Complete the following:
1. Repeat the part of the blog post on bullying of junior doctors from "The standard response" up to and including "always be important.".
2. Pick up the blog post on bullying of junior doctors where it stops and continue it.

Passage:
-----

Friday, 22 January 2010

Before considering medicine as a career......

......have a look at this anonymous post from an Irish junior doctor:

The link is to a post in the health sciences section of a popular Irish discussion forum.

While I think the doc in question has it worse than most, it's an interesting read for those thinking of going down the medical career path. Note the number of responses from other doctors, sharing stories of bullying. I think this is one of medicine's most shameful secrets.

One piece of advice I would give prospective medical students is that you need very very thick skin to be a doctor. I've never had the problems with consultants that the poster in the link had. I've had my share of bollockings, and I worked with a surgeon for 6 months who did, by all industry standards :P, bully me for the duration of the job.

I think I've been lucky, insofar as paeds attracts a type of doctor who's usually patient and caring. But bullying and abuse are most definitely part of the junior doctor package. Senior docs can give quite a lot of abuse (Ireland seems to be worse than anywhere for this...I didn't notice much bullying in Oz or New Zealand), nurses can be very harsh on junior docs (I found Australia and the UK pretty bad for this). Even admin have screamed at me in my time. It might be controversial to say this, but if you are female and from an ethnic minority, you are likely to get it in the neck more often than most (In my experience). But very few juniors get spared.

The standard response from prospective students when you tell them about this issue is:

A) But I know I'll love medicine, so I don't care about the other stuff.

B) I'm going to find it hard to hold my tongue.

Well, I've never met a doc who doesn't care about their working conditions. You spend most of your life in the hospital, and it's important to have a nice atmosphere. All the idealistic stuff doesn't play such a big part in your thinking once you're used to it. But how you spend up tp 14 hours of your day will always be important.
As for holding your's not that hard actually, wen you're embarrassed in front of a crowd of people, and your competence (which most junior docs have doubts about at the best of times) is called into question.

I found that, until I was a registrar, it was open season on me. Anyone in the hospital would speak to me in any manner they choose. I remember what it was like. So, when the nurses on my ward ganged up on a young resident recently, I took them aside and told them to leave her alone or I'd report them all. Just like when my consultant heard about a consultant radiologist who tore up my request form in a rage, and threw it at me..he rang the guy there and then, and told him never to treat me like that again.

-----

Supplied data:
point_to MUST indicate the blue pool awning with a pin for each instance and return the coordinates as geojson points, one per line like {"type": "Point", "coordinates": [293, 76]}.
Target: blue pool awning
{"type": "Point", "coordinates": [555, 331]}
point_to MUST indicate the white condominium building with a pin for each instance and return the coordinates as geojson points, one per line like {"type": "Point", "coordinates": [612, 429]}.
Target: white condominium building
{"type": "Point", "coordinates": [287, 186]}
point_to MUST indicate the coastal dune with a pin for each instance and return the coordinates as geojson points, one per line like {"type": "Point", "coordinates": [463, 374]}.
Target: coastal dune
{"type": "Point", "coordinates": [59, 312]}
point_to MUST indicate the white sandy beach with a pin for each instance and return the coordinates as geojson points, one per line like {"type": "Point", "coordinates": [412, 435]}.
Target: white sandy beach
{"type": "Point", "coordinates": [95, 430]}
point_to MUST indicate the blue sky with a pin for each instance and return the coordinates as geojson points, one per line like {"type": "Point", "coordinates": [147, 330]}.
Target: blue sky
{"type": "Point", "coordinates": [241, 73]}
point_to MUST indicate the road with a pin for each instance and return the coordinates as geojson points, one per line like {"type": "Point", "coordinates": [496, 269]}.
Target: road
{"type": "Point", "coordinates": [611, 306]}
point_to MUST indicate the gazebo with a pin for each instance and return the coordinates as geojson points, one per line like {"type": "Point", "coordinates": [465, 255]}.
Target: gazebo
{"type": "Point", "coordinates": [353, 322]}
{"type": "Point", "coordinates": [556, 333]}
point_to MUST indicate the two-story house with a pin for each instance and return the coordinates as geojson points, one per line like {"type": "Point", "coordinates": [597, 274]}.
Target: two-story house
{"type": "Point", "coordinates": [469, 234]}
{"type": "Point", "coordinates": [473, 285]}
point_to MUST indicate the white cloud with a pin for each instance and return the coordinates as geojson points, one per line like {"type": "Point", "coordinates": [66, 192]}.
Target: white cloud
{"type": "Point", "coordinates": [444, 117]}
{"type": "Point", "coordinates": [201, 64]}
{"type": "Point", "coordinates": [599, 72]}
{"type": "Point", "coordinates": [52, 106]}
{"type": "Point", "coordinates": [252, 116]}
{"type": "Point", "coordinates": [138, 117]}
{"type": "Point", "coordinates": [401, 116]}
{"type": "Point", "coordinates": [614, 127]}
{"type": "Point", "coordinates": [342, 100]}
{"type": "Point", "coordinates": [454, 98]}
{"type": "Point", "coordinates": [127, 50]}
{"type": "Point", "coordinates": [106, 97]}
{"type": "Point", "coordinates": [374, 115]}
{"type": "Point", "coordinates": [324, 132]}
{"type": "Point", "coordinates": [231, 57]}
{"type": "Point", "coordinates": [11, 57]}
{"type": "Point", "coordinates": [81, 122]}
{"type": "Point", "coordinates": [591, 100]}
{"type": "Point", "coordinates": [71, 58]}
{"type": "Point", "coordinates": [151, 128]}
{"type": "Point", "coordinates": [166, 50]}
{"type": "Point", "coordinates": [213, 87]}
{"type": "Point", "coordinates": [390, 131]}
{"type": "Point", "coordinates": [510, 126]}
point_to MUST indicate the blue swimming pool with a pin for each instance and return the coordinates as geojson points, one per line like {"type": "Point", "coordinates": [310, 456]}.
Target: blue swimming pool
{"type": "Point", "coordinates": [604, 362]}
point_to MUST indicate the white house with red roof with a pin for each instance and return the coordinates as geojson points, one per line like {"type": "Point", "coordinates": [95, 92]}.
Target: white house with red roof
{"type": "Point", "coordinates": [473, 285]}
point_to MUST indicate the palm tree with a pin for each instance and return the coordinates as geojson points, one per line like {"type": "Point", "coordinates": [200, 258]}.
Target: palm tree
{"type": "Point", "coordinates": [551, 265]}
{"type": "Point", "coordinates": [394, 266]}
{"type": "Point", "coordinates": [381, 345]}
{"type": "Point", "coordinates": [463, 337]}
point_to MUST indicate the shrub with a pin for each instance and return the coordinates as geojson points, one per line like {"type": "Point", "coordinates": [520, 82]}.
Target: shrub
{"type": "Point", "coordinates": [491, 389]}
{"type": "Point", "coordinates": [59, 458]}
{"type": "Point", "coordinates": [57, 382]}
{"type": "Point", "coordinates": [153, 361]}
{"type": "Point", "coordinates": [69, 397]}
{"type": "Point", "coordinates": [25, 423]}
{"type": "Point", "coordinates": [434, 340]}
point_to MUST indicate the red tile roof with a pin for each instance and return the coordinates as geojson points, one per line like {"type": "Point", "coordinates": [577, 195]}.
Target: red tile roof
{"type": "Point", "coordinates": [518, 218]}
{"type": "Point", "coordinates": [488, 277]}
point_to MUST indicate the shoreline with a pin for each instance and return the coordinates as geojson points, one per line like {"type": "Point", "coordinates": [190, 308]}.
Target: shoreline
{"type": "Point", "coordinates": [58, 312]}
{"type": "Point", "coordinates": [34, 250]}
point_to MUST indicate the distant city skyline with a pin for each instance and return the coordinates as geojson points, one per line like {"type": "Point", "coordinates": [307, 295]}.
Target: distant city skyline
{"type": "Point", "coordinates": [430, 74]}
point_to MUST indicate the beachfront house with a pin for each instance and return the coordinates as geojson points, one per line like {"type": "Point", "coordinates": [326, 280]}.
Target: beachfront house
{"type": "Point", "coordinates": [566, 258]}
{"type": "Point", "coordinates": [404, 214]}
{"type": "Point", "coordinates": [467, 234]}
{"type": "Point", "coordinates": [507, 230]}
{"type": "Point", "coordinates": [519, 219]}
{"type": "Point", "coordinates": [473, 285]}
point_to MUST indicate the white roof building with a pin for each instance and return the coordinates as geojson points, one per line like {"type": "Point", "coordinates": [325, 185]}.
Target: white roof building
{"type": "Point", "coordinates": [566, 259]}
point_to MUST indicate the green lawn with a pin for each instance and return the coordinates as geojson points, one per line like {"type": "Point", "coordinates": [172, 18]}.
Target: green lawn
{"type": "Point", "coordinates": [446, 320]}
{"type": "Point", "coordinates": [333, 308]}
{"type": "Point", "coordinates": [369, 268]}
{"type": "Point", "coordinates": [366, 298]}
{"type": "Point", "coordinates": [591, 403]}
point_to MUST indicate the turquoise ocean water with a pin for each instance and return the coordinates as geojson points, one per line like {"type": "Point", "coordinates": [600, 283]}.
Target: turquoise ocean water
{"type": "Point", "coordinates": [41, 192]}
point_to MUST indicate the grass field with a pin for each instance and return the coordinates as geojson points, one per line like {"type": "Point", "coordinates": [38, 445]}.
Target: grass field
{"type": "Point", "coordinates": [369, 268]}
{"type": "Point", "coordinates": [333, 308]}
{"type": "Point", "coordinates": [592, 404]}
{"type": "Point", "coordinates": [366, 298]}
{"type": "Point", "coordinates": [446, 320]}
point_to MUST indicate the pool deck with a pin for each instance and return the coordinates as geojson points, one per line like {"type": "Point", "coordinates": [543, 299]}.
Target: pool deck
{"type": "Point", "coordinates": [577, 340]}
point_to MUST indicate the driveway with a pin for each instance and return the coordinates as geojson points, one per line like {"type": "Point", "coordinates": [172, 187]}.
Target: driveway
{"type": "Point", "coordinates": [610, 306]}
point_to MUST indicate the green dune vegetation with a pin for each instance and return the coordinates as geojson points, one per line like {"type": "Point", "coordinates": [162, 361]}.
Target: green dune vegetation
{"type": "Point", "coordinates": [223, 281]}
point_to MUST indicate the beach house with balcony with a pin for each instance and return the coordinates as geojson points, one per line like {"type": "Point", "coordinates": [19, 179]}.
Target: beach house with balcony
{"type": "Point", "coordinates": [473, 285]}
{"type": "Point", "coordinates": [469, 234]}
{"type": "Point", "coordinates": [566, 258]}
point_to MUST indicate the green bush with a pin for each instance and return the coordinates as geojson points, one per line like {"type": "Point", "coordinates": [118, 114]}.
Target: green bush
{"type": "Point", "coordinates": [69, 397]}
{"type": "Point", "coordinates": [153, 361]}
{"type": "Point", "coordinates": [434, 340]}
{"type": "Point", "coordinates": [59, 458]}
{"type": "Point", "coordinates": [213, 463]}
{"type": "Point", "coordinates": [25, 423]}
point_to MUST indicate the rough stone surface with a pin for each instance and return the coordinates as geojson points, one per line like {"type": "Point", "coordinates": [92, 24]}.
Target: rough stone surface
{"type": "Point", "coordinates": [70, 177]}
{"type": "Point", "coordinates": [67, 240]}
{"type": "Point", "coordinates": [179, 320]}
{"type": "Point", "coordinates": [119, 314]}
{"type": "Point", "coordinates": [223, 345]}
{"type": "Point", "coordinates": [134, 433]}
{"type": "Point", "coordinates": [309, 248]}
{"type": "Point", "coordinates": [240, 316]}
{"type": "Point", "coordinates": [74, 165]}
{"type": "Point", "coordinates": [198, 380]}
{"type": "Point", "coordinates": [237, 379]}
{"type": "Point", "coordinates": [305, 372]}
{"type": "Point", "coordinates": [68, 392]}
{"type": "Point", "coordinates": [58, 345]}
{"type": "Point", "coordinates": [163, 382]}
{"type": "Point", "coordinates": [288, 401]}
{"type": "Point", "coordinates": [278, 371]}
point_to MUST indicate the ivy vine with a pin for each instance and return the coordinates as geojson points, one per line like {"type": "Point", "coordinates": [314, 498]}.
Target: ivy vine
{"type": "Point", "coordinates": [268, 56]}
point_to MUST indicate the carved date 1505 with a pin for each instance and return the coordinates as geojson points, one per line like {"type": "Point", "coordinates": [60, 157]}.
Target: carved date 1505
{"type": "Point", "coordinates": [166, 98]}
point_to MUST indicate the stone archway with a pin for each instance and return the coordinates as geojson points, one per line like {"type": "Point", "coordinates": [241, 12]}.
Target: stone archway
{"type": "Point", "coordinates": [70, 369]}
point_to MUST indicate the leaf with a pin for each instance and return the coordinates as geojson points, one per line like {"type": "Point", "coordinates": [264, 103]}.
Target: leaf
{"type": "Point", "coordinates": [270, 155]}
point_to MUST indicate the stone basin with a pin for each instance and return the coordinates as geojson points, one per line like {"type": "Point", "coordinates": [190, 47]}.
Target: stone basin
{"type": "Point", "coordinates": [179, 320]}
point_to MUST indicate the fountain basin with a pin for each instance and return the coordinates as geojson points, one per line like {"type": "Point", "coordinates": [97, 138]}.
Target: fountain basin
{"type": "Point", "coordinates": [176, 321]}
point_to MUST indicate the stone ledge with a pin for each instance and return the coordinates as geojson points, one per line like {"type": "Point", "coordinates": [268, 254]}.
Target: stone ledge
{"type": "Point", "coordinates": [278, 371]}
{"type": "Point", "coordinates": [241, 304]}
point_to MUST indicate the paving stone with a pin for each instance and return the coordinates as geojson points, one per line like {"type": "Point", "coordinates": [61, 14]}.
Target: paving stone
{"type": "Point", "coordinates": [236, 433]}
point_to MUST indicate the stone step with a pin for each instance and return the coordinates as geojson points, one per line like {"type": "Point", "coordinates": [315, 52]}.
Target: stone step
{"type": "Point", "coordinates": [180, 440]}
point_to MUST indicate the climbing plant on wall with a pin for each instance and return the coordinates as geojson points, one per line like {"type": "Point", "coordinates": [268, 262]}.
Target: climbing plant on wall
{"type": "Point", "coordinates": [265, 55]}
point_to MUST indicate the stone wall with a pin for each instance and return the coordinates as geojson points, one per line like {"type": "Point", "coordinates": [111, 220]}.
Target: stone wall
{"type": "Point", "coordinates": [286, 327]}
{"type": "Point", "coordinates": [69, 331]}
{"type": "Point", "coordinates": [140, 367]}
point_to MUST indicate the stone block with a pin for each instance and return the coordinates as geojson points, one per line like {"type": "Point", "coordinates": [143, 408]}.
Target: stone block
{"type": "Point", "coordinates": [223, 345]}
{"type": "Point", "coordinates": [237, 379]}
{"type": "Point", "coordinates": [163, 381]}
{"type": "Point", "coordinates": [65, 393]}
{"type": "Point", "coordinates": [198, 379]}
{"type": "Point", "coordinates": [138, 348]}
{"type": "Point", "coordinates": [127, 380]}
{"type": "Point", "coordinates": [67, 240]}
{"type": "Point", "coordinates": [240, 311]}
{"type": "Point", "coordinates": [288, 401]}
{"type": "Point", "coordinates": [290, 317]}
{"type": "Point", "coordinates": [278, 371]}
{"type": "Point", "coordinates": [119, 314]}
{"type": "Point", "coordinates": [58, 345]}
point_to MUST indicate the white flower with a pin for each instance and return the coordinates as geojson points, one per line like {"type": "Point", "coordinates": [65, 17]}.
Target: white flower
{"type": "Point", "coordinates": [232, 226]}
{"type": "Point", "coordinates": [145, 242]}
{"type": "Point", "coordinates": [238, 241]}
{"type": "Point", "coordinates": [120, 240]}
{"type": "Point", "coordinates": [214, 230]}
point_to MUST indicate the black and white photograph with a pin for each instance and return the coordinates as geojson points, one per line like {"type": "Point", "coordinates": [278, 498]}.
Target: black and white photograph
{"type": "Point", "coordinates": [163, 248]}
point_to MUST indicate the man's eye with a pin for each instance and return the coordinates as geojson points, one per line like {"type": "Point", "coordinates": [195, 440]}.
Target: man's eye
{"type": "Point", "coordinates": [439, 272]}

-----

Written responses:
1.
The standard response from prospective students when you tell them about this issue is:

A) But I know I'll love medicine, so I don't care about the other stuff.

B) I'm going to find it hard to hold my tongue.

Well, I've never met a doc who doesn't care about their working conditions. You spend most of your life in the hospital, and it's important to have a nice atmosphere. All the idealistic stuff doesn't play such a big part in your thinking once you're used to it. But how you spend up tp 14 hours of your day will always be important.

2.
I think we all need to stick together. I think senior docs have to watch the backs of the juniors more than they do. If I was advising the guy in the post above, I'd tell him to come to Oz or New Zealand until he's senior enough to defend himself.

Though the fact that I'm even writing this post is a sad reflection on how we treat our juniors.

Feel free to share your thoughts/experiences in the comments section.

Dr. Thunder


  1. First year med student here. The post was a real eye-opener. I'd known of the hard working conditions and long hours, but I'd never heard of the bullying from higher-ups before. I'm finding it hard to believe that mature professionals can engage in this kind of behaviour to be honest. It's disgusting.

  2. Try not to worry about it. It's a bit like an animal herd....the weaker ones tend to get jip from the bigger ones :P So, the strongest, most intelligent juniors who are best at their job, tend to escape the worst of it.
    So make sure you're a good junior, and your boss won't want to upset you :P


  3. Cautioner, I have found that the more "mature" and higher up the food chain the medical professional, the more obnoxious and arrogant they can be. Having said that, thankfully I have rarely been on the recieving end of bullying and I have had (mostly) lovely colleagues, senior or otherwise.

    To echo what Dr. Thunder has said, have a thick skin and know your stuff. Also, don't take bullshit. You are not a skivvy and first and foremostly, you are a human being and therefore have limitations. There are laws against bullying, and bullies should be made aware of that at every opportunity, (I find reminding them of that generally gets them off your case).